Problem description: Reproduce every line of the records below without any alteration.

⁂

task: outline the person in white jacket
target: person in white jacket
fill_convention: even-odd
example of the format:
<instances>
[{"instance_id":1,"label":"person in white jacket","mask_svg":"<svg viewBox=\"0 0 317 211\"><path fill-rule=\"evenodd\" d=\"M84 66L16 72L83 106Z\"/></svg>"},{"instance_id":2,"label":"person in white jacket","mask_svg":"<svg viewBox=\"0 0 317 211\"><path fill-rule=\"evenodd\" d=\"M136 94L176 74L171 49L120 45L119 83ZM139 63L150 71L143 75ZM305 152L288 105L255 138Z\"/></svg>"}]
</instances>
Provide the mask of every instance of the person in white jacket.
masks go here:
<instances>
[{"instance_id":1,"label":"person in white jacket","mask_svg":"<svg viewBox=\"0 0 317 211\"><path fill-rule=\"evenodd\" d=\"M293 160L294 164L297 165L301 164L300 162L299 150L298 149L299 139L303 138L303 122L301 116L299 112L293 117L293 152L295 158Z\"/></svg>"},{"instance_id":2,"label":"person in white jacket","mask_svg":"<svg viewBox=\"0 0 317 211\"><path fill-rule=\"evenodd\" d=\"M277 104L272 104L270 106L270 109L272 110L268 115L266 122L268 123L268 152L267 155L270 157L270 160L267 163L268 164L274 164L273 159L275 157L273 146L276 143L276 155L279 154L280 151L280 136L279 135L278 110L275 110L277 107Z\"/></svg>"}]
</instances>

⁂

The reply:
task: outline the person in white jacket
target: person in white jacket
fill_convention: even-odd
example of the format:
<instances>
[{"instance_id":1,"label":"person in white jacket","mask_svg":"<svg viewBox=\"0 0 317 211\"><path fill-rule=\"evenodd\" d=\"M84 66L16 72L83 106Z\"/></svg>"},{"instance_id":2,"label":"person in white jacket","mask_svg":"<svg viewBox=\"0 0 317 211\"><path fill-rule=\"evenodd\" d=\"M136 94L176 74L171 49L120 45L119 83ZM139 63L150 71L143 75ZM305 152L288 105L255 138Z\"/></svg>"}]
</instances>
Provide the mask of every instance of the person in white jacket.
masks go here:
<instances>
[{"instance_id":1,"label":"person in white jacket","mask_svg":"<svg viewBox=\"0 0 317 211\"><path fill-rule=\"evenodd\" d=\"M293 160L294 164L297 165L301 164L300 162L299 150L298 149L299 139L303 138L303 122L301 116L299 112L293 117L293 152L295 158Z\"/></svg>"},{"instance_id":2,"label":"person in white jacket","mask_svg":"<svg viewBox=\"0 0 317 211\"><path fill-rule=\"evenodd\" d=\"M277 104L272 104L270 106L270 109L272 110L268 115L266 122L268 123L268 152L267 155L270 157L270 160L267 163L268 164L274 164L273 159L275 157L273 146L276 143L276 155L279 154L280 151L280 136L279 135L278 110L275 110L277 107Z\"/></svg>"}]
</instances>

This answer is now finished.